BEGIN TEXT

Dutch universities have a proud tradition of welcoming international scholars and students, as well as sending thinkers abroad.

In fact, the Erasmus programme – the European Commission's international strategy for promoting and funding student mobility – is actually named after one the Netherlands' most famous thinkers and travelling scholars: Desiderius Erasmus.

On this page you can read all about life for international students in the Netherlands – including advice on accommodation, living costs and working whilst you study a Dutch Masters.

For information on the Dutch university system more generally, check out our guides to studying a Masters in the Netherlands and postgraduate fees and funding in Holland. You can also read our overview of Dutch language tests for international students or just start searching for a Masters in the Netherlands - we've got it all covered!

What’s it like to study abroad in the Netherlands?

Today the Netherlands welcome huge numbers of international students (around 86,000 each year), including those studying on postgraduate Masters degrees.

Many are attracted by the country's combination of long-established universities (some of which date back to the 16th century) and modern expertise in a range of fields: from high-tech industry to innovative art and design projects.

Of course, Masters students in the Netherlands are also drawn by a whole range of other cultural activities in the Netherlands, from visiting the largest Van Gogh collection in the world (alongside a range of other museums and galleries), to going boating on the famous canals, or just sitting back soaking up the café culture and superb nightlife.

The Netherlands also has excellent transport links (and is a member of the EU's borderless Schengen Area), so you can use spare time around your postgraduate studies to visit other parts of Europe.

Dutch culture and student life

The Netherlands has a well-deserved reputation as one of the most liberal countries in Europe, with a relaxed attitude to life and a strong respect for the rights of the individual.

The Dutch are perhaps most famous for their comparatively relaxed drug enforcement policy, but the country also protects rights to receive abortion or euthanasia and has a long history of pioneering social reform, including being the first nation in the world to formally legalise same-sex marriage.

All of this makes the Netherlands a friendly and welcoming place to spend time as an international postgraduate student. In fact, whilst studying a Masters degree in the Netherlands you'll be living amongst a multilingual, international community, open to individuals and ideas from all over the world.

END TEXT

Please continue the guide to student life in the Netherlands above, picking up after its final sentence.

BEGIN RECORD LIST

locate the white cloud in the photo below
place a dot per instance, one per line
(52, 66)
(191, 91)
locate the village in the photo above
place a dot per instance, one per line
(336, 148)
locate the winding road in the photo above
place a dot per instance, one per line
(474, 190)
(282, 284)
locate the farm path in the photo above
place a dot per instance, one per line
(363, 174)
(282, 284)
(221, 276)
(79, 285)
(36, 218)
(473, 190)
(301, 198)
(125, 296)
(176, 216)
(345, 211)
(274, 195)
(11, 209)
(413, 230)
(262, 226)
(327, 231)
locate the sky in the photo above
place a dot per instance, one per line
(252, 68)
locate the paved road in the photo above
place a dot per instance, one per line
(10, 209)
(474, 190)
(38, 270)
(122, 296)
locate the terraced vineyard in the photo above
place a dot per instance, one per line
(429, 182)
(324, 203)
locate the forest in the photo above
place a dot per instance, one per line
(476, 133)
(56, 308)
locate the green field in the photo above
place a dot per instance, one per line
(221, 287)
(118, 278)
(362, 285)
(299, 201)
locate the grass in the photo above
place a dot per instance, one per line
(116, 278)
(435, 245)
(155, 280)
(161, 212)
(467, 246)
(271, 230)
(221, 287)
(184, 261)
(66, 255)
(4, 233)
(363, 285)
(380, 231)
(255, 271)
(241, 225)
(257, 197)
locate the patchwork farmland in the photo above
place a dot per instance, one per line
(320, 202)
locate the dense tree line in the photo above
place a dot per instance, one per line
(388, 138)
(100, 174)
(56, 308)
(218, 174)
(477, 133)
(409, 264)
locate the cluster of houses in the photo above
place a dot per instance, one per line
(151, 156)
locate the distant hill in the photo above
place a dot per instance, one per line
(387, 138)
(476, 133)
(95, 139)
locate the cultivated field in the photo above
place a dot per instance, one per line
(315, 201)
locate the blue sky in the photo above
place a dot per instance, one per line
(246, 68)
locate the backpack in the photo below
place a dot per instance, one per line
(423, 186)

END RECORD LIST

= OUTPUT =
Attractions and leisure activities

Popular sights in the Netherlands include attractive cities like Amsterdam, with its network of canals and relaxed café culture.

The Dutch countryside is also famously picturesque – and its beauty is a product of the country's historical spirit of innovation. Much of the land has been reclaimed from the sea (and actually lies below sea-level – 'Netherlands' means 'low country') with a system of dykes excluding and controlling water. As such it is relatively flat, with strong winds.

This has led the Dutch to become experts in harnessing wind power for milling and other mechanical purposes. The modern Dutch landscape is still decorated with windmills and wide fields, many planted with tulips, the Netherlands' most famous flower.

The Dutch are also renowned for their love of cycling, and you’ll find bicycles on every street corner. Holland has the most developed – and safe – cycling infrastructure in the world, making the bike a perfect way to get around the city or out into the local countryside.

Students interested in exploring European culture and history – whether for research or pleasure – will also find much to occupy them in the Netherlands.

The Dutch have played an important role in the development of shipping and naval technology as well as in important scientific fields (including pioneering work in the storage and transfer of electricity).

Holland's contribution to the arts has also been profound, with the works of master painters as historically and stylistically diverse as Rembrandt van Rijn and Vincent van Gogh being celebrated and displayed at major museums and galleries in Amsterdam.

Food and drink

Internationally, the Netherlands is perhaps best known for its cheeses, with semi-hard varieties such as Gouda and Edam being enjoyed around the world.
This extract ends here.